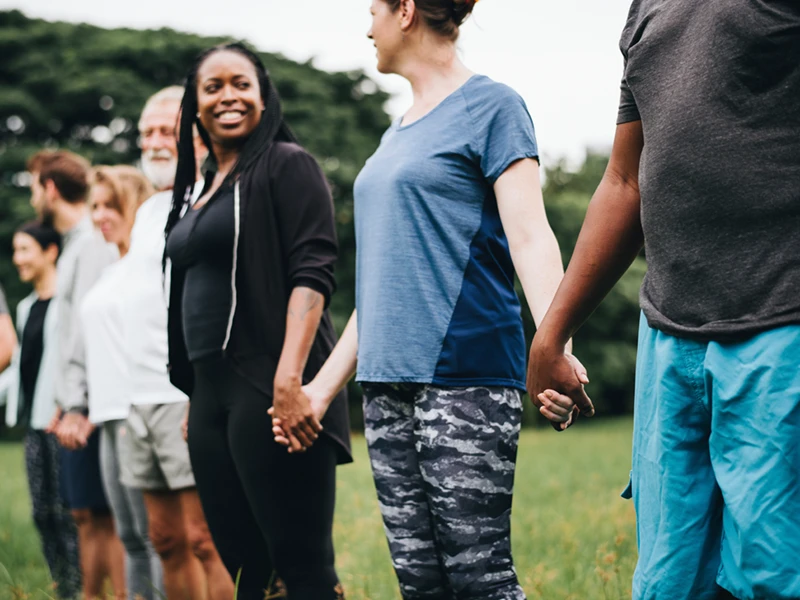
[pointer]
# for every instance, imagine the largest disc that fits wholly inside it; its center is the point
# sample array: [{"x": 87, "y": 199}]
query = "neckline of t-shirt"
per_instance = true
[{"x": 456, "y": 92}]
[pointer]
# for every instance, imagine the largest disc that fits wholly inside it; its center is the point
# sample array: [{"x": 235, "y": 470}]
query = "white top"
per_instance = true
[
  {"x": 107, "y": 371},
  {"x": 144, "y": 310}
]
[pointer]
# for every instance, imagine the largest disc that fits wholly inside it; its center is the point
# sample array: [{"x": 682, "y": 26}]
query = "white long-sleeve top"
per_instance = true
[
  {"x": 107, "y": 369},
  {"x": 144, "y": 313}
]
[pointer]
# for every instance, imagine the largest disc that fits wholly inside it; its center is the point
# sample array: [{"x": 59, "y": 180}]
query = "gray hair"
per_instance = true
[{"x": 172, "y": 93}]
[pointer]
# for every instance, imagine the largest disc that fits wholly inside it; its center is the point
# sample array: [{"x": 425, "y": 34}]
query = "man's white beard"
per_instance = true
[{"x": 161, "y": 173}]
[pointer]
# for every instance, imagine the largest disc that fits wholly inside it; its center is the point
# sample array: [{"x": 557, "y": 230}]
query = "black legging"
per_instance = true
[{"x": 265, "y": 507}]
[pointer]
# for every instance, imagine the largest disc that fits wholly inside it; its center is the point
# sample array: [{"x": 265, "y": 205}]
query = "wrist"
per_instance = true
[
  {"x": 321, "y": 389},
  {"x": 285, "y": 380},
  {"x": 548, "y": 340}
]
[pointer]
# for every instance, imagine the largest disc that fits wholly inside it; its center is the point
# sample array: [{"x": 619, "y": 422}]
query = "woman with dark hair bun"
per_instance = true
[
  {"x": 447, "y": 210},
  {"x": 32, "y": 403},
  {"x": 251, "y": 277}
]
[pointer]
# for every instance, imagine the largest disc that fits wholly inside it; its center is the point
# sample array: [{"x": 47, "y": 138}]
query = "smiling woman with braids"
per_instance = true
[{"x": 251, "y": 277}]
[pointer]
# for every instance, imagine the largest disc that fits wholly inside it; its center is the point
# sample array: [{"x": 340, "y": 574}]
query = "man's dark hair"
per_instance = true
[
  {"x": 271, "y": 127},
  {"x": 68, "y": 172}
]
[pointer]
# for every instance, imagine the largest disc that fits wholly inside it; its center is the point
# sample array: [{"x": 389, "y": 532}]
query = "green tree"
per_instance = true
[{"x": 82, "y": 88}]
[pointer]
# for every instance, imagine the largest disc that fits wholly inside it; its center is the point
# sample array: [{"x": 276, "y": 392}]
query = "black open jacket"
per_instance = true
[{"x": 285, "y": 237}]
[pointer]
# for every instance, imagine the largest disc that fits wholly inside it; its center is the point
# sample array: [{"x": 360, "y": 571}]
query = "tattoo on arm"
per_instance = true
[{"x": 311, "y": 300}]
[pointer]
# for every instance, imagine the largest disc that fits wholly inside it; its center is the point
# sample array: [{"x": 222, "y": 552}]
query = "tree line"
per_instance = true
[{"x": 81, "y": 87}]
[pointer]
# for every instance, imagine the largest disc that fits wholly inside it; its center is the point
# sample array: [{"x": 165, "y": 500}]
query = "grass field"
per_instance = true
[{"x": 573, "y": 537}]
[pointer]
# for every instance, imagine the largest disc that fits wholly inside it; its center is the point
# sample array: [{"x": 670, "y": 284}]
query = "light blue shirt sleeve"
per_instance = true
[{"x": 504, "y": 131}]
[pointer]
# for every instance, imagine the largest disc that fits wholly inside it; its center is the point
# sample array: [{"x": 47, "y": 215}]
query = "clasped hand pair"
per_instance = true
[{"x": 297, "y": 412}]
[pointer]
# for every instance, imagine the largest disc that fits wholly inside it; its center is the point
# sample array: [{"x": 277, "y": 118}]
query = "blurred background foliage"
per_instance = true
[{"x": 81, "y": 87}]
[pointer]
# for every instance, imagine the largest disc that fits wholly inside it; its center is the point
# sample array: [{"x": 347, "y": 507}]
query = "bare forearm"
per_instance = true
[
  {"x": 302, "y": 322},
  {"x": 609, "y": 241},
  {"x": 8, "y": 341},
  {"x": 341, "y": 364},
  {"x": 540, "y": 270}
]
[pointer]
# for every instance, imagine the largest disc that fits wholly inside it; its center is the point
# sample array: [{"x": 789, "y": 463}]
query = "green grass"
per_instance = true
[{"x": 573, "y": 537}]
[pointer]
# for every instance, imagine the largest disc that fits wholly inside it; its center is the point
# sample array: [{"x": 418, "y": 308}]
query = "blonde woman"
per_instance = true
[{"x": 116, "y": 194}]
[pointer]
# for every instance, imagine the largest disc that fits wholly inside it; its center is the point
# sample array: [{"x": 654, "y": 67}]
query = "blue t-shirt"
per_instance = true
[{"x": 434, "y": 278}]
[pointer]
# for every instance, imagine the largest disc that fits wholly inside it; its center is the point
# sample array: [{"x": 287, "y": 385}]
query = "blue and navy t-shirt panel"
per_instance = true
[{"x": 429, "y": 234}]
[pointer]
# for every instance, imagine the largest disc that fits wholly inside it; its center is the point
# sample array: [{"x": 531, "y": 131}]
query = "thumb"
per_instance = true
[{"x": 584, "y": 403}]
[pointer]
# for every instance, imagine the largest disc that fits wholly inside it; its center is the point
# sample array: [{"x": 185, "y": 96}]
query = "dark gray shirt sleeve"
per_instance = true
[{"x": 628, "y": 111}]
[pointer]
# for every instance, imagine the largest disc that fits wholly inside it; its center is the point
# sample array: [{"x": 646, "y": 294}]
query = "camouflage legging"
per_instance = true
[{"x": 443, "y": 461}]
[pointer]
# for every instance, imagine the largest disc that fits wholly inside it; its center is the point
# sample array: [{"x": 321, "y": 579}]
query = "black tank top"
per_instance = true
[{"x": 201, "y": 244}]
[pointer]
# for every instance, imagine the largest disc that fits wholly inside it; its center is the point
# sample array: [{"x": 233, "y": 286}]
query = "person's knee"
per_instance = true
[
  {"x": 201, "y": 543},
  {"x": 169, "y": 540},
  {"x": 82, "y": 517}
]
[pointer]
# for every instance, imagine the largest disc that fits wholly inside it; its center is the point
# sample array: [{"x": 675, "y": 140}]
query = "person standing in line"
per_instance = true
[
  {"x": 705, "y": 174},
  {"x": 447, "y": 209},
  {"x": 31, "y": 402},
  {"x": 59, "y": 188},
  {"x": 153, "y": 455},
  {"x": 116, "y": 193},
  {"x": 8, "y": 339},
  {"x": 252, "y": 274}
]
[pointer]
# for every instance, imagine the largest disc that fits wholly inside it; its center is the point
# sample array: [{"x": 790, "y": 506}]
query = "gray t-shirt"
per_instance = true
[
  {"x": 84, "y": 255},
  {"x": 717, "y": 88}
]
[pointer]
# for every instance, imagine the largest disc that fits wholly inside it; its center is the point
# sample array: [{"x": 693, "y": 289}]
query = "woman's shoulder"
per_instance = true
[
  {"x": 272, "y": 162},
  {"x": 487, "y": 100},
  {"x": 481, "y": 88}
]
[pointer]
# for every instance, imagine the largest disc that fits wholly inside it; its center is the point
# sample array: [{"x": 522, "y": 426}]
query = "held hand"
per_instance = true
[
  {"x": 293, "y": 410},
  {"x": 319, "y": 404},
  {"x": 552, "y": 370},
  {"x": 185, "y": 425},
  {"x": 74, "y": 430},
  {"x": 52, "y": 426}
]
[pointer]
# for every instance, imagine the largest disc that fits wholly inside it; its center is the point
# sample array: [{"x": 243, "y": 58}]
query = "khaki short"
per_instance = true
[{"x": 152, "y": 453}]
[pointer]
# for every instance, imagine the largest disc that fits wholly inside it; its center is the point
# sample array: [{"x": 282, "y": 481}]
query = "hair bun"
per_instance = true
[{"x": 462, "y": 9}]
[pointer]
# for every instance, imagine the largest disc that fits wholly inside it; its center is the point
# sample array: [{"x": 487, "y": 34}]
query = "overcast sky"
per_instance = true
[{"x": 561, "y": 55}]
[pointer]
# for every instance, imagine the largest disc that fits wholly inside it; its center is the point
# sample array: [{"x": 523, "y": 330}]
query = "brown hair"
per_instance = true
[
  {"x": 129, "y": 188},
  {"x": 68, "y": 172},
  {"x": 443, "y": 16}
]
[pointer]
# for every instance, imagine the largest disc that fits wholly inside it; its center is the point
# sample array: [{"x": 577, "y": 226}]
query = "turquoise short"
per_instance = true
[{"x": 716, "y": 467}]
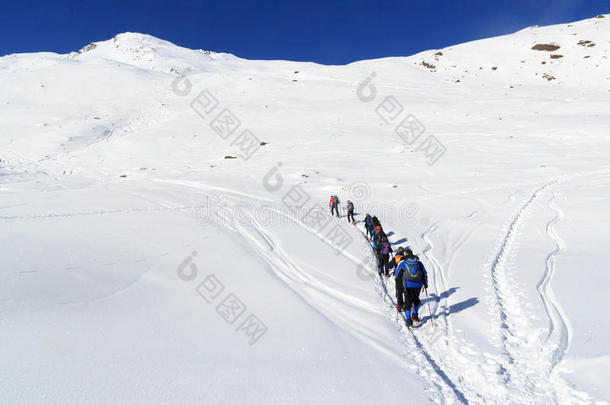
◆ ◆ ◆ ◆
### REQUEST
Return every line of the listing above that contains the word "woman", with case counting.

### THE RESULT
query = "woman with dark hair bun"
query = "smiling woman with braids"
query = "blonde woman"
query = "woman's shoulder"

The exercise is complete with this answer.